STATED TASK A:
Answer these questions about the track-fastening thread, labeling each answer with its number:
(i) How thick is the pink insulation board the first poster puts on top of the door?
(ii) What color does the first poster plan to paint the track surface?
(iii) What is Grandcheapskate's track laid on?

# Questions about fastening track to surface



## txronharris (Jun 1, 2005)

I'm finally getting to work on my door track and I've got a couple of questions:

I'm using the 1" pink insulation board on top of the door to insulate noise. I can srew/nail the track down on the lover level, but how do you guys secure the track when the foam goes up for the over/under? there's 3" of foam, so I can't screw it to the table. Do I just use an adhesive like what I used between layers of foam?

Do you find that nailing or screwing down the track works best? I'll be going through and drilling out the mounting holes so I can flush mount whatever I'm going to use to secure the track.

Do you go so far as to try and fill the connecting gaps between TOMY track with something (what?) so they're less visible? I'm wanting to paint the track surface grey (rattlecan primer taken from another tip on this board) but when the track is lighter it realy shows the joints.

Thanks for the help. I'll start taking some pics and post my progress.


----------



## Grandcheapskate (Jan 5, 2006)

Just realize that if you nail/screw your track down to the board under your foam, the noise will get transferred right down the screws to the table top. All the noise insulating foam will seem as if it isn't even there.

I have my track on a rug over plywood. Pretty quiet right now. I tried screwing down a few sections once, and the noise level on those pieces shot right through the roof. I decided to leave the track unsecured.

I guess if your hard base surface suppresses noise, then you could screw and/or nail into it without a large increase in noise.

Joe


----------



## slotcarman12078 (Oct 3, 2008)

STATED TASK B: Render the entries below as a JSON list of strings, one per line with blank lines left out, starting with the line that contains "Target: white fur" and going on through the line that contains "x=166, y=429".

INFORMATION GIVEN:
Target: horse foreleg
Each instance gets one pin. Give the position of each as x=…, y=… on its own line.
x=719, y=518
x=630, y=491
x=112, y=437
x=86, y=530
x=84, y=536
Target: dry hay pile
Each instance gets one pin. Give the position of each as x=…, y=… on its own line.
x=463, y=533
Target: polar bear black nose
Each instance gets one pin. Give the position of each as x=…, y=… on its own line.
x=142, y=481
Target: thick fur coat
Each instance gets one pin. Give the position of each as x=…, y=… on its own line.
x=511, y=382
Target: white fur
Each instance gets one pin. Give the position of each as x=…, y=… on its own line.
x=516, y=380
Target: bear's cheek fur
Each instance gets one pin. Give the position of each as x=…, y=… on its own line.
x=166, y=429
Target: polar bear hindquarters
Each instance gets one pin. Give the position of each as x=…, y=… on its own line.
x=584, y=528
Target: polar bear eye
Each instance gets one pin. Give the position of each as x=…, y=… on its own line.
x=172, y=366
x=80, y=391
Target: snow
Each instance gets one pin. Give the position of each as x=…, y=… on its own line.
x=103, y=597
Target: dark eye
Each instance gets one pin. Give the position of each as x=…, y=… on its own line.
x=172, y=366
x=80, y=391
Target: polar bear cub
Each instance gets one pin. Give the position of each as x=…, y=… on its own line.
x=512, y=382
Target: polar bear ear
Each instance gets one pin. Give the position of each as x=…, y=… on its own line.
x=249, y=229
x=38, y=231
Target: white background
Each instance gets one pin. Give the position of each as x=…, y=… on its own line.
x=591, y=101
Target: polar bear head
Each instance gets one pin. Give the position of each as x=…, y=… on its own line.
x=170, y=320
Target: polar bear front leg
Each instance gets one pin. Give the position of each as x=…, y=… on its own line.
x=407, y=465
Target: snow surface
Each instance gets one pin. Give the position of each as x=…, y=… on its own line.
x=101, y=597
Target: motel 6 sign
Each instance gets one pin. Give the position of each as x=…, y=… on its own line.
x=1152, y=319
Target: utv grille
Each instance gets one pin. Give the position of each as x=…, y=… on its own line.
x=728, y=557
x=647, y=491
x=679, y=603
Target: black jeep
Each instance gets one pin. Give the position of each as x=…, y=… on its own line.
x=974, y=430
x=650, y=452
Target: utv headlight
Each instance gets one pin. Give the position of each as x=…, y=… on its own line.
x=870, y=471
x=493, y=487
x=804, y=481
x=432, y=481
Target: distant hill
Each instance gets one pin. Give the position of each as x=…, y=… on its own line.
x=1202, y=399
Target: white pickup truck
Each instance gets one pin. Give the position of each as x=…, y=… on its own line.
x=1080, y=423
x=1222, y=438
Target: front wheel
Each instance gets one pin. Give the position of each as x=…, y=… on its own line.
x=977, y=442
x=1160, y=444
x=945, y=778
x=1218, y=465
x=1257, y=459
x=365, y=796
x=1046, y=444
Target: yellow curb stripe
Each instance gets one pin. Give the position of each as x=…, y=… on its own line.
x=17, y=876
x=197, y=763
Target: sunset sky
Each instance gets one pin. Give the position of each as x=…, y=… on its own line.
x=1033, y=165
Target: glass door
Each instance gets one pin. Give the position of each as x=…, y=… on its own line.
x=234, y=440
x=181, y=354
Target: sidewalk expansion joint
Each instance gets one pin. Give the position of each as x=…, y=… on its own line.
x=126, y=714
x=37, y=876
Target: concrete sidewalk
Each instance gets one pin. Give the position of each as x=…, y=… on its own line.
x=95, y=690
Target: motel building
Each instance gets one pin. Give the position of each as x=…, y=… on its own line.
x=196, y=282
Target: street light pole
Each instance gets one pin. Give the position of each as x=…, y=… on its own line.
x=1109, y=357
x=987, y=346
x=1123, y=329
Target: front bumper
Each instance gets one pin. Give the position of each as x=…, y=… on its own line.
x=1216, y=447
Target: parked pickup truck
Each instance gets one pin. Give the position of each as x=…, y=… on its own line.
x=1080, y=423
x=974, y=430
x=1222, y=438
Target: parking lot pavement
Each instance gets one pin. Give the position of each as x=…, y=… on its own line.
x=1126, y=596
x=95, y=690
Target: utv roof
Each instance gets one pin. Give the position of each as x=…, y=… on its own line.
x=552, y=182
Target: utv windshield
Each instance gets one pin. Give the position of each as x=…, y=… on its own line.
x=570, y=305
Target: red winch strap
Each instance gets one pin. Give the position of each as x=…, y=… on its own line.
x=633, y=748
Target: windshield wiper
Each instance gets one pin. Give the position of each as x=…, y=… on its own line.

COMPLETE OUTPUT A:
(i) The pink insulation board is 1 inch thick.
(ii) The first poster plans to paint the track surface gray.
(iii) Grandcheapskate's track is laid on a rug over plywood.

COMPLETE OUTPUT B:
[
  "Target: white fur",
  "Each instance gets one pin. Give the position of each as x=…, y=… on its own line.",
  "x=516, y=380",
  "Target: bear's cheek fur",
  "Each instance gets one pin. Give the position of each as x=…, y=… on its own line.",
  "x=166, y=429"
]